**DOCUMENT**
──────

Studio album by Ray Conniff and His Orchestra & Chorus
- Released: 1962
- Genre: Easy listening
- Label: Columbia
- Producer: Rann Productions, Inc.

Ray Conniff and His Orchestra & Chorus chronology
| So Much in Love (1961) | 'S Continental (1962) | We Wish You a Merry Christmas (1962) |

= 'S Continental =

'S Continental is an album by Ray Conniff and His Orchestra & Chorus. It was released in 1962 on the Columbia label (catalog nos. CS 8576 stereo and CL 1776 monaural).

== Overview ==
The album debuted on Billboard magazine's "Top LPs" chart on May 12, 1962, peaked at No. 6, and remained on that chart for 18 weeks.

It was his fourth album with 'S in its title, and his most successful one with 'S in its title.

AllMusic later gave the album a rating of three stars. Reviewer William Ruhlmann wrote that the album marked Conniff's return to "a familiar approach" with the vocals "back to 'da'das' and 'doot-doots.'"

──────

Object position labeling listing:
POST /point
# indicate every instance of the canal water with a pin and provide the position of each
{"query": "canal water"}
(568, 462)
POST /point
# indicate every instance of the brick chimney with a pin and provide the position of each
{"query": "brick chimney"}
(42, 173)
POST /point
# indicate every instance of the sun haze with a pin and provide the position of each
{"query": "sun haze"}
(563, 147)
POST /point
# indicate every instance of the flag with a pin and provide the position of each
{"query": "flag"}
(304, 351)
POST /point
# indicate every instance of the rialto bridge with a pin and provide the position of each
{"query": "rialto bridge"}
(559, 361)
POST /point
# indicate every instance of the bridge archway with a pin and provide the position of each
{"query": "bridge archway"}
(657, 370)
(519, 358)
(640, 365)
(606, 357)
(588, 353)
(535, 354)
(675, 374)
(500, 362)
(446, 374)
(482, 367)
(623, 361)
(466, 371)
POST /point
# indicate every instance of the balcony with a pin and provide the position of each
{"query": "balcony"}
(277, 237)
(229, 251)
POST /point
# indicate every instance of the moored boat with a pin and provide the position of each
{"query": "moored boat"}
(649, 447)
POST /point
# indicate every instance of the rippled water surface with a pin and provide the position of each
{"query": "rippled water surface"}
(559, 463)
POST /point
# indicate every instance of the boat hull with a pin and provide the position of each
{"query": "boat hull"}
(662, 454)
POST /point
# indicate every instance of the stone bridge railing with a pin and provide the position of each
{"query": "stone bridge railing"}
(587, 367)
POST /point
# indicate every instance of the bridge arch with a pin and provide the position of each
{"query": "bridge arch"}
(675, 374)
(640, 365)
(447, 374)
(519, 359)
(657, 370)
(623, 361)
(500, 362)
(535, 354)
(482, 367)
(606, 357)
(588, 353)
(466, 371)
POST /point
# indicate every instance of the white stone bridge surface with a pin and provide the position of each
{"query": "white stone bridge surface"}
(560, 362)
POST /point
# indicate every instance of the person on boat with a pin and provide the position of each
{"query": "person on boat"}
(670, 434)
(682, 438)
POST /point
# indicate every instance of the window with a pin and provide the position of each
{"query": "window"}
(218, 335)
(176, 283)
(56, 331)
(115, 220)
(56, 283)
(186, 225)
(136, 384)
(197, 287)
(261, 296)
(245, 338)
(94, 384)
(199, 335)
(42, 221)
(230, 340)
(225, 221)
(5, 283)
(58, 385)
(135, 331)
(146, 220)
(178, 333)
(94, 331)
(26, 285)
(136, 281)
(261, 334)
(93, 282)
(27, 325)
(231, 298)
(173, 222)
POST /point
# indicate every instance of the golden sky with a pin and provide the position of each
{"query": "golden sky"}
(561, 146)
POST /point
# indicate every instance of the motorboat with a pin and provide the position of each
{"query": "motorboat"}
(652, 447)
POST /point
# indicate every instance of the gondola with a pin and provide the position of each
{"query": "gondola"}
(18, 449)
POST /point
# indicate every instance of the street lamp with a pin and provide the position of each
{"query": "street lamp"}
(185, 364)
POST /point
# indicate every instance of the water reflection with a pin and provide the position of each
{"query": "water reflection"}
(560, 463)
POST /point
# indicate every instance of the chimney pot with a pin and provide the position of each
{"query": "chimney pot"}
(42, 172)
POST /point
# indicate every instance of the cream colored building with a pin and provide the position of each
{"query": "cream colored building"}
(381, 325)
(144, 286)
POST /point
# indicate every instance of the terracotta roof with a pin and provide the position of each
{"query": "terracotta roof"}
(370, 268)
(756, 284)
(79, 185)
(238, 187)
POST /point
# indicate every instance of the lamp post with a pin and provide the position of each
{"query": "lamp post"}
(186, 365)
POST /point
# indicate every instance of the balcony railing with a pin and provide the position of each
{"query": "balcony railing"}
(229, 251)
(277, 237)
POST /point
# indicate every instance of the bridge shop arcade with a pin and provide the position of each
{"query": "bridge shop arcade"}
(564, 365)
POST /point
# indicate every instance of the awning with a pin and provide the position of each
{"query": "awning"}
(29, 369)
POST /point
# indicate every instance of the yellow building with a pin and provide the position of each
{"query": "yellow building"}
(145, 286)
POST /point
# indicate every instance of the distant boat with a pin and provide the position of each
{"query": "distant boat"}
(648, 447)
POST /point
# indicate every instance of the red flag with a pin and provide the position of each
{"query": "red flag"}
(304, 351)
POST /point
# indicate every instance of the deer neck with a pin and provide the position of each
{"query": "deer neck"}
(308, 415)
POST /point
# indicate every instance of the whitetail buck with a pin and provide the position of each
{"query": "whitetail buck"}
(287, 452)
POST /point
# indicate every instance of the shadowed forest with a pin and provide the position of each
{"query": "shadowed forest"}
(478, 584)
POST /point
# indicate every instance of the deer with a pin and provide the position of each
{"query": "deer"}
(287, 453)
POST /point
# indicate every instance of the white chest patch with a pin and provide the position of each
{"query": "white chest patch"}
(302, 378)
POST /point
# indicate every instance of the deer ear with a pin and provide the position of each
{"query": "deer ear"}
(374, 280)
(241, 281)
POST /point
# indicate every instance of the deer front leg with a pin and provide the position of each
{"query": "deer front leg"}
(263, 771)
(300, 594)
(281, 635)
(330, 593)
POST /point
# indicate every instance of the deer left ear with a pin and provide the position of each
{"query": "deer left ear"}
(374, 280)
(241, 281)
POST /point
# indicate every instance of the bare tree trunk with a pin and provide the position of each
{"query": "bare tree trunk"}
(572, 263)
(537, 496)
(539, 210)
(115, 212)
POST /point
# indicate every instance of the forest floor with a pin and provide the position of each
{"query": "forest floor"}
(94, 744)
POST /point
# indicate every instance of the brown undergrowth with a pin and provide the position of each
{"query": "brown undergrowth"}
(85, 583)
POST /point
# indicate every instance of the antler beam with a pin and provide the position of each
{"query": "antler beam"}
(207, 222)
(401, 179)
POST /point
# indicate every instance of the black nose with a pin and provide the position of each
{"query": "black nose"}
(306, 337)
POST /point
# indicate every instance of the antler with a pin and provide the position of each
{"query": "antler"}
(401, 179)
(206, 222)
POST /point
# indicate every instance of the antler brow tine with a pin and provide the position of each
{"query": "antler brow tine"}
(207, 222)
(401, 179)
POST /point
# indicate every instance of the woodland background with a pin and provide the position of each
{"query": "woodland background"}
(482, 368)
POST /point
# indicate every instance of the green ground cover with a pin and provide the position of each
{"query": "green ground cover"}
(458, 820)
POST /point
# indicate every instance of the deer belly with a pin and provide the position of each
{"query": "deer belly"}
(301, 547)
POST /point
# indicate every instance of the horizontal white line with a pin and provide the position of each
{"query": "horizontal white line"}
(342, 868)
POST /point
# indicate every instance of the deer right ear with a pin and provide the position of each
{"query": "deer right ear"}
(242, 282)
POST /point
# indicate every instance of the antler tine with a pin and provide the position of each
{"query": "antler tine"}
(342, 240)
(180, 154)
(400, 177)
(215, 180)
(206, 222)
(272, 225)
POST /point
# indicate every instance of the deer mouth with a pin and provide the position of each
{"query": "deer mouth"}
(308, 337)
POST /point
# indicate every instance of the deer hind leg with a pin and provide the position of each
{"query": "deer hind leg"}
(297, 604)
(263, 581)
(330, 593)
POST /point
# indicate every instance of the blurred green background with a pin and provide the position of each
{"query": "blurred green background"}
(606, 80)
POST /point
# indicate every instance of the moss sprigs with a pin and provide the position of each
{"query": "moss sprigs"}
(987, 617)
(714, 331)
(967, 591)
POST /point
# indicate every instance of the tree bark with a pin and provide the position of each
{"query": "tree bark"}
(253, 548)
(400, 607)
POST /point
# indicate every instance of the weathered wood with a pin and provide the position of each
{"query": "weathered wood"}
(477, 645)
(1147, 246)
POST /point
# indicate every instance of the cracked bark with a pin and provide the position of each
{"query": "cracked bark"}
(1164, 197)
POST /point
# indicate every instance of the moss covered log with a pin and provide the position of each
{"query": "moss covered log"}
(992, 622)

──────

**GIVEN PROBLEM**
Name every album listed in the Ray Conniff and His Orchestra & Chorus chronology of the 'S Continental article, with the year given for each.

**RESPONSE**
So Much in Love (1961)
'S Continental (1962)
We Wish You a Merry Christmas (1962)